[Start of Record extracts]

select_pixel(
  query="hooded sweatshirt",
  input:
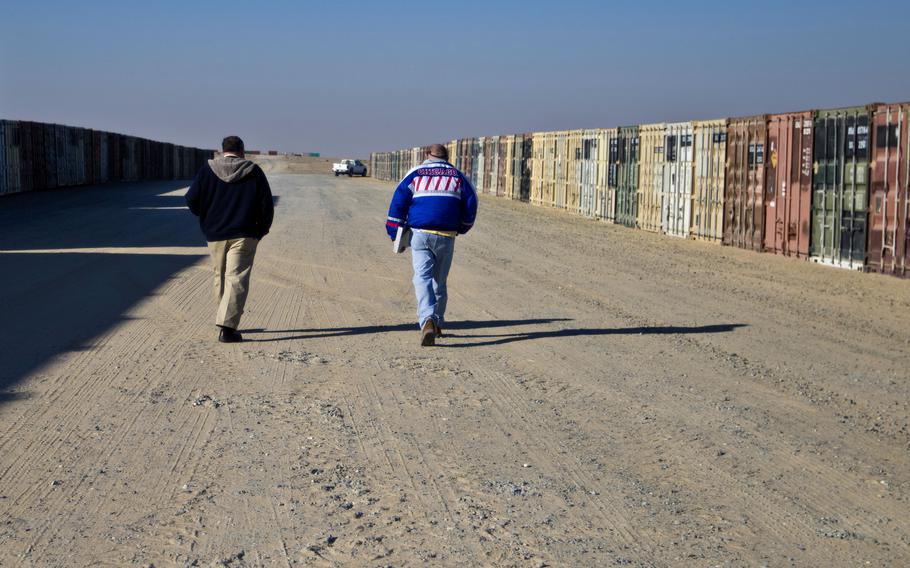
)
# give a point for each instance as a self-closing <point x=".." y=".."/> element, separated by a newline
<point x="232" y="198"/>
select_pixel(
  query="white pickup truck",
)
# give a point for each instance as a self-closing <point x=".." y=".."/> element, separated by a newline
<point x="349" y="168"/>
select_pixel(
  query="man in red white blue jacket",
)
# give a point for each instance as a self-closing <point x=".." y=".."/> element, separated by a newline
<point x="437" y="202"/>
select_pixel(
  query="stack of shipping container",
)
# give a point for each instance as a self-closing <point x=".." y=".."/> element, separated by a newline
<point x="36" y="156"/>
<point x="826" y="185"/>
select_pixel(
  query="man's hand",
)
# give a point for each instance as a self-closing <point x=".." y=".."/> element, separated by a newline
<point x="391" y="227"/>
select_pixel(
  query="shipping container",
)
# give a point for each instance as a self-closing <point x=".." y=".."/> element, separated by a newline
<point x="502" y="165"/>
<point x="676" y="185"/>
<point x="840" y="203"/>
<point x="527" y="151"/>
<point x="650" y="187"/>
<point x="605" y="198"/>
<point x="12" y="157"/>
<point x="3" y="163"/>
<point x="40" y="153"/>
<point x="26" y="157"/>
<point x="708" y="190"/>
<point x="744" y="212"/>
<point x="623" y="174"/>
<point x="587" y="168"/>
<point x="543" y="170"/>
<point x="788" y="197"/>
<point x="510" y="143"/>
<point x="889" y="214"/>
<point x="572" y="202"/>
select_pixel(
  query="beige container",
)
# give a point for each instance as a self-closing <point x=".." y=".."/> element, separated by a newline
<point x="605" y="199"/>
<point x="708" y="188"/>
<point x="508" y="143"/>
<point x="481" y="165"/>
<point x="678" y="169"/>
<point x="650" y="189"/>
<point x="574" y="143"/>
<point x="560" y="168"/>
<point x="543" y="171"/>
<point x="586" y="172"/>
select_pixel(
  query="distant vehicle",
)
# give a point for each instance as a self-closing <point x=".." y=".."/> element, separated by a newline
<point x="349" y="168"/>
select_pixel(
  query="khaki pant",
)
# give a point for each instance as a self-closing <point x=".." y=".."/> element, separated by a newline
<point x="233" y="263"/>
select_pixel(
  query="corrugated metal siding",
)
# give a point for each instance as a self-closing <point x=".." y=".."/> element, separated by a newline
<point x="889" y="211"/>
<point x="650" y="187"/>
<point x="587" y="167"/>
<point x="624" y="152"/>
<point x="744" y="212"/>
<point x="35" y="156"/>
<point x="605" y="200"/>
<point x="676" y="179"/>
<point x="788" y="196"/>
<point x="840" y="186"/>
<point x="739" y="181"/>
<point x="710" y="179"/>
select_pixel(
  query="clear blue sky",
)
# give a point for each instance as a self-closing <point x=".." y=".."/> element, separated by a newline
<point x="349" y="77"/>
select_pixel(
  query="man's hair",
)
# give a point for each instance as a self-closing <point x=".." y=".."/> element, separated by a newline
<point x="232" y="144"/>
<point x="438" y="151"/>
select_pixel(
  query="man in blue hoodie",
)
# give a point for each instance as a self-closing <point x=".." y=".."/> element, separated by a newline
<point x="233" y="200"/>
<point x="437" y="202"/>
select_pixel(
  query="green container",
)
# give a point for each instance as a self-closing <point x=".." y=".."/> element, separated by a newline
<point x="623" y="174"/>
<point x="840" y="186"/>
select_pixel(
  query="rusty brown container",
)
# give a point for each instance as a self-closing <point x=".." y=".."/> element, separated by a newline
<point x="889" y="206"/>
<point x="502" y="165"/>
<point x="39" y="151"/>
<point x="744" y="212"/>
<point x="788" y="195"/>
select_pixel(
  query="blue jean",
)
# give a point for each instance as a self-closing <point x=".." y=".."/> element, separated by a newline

[End of Record extracts]

> [Exercise brief]
Find every line in the items above that contains the string "container", and copy each one.

> [Exercise answer]
  query="stack of shipping container",
  query="shipping container",
  query="beige container",
  query="green container",
  query="rusty brown container",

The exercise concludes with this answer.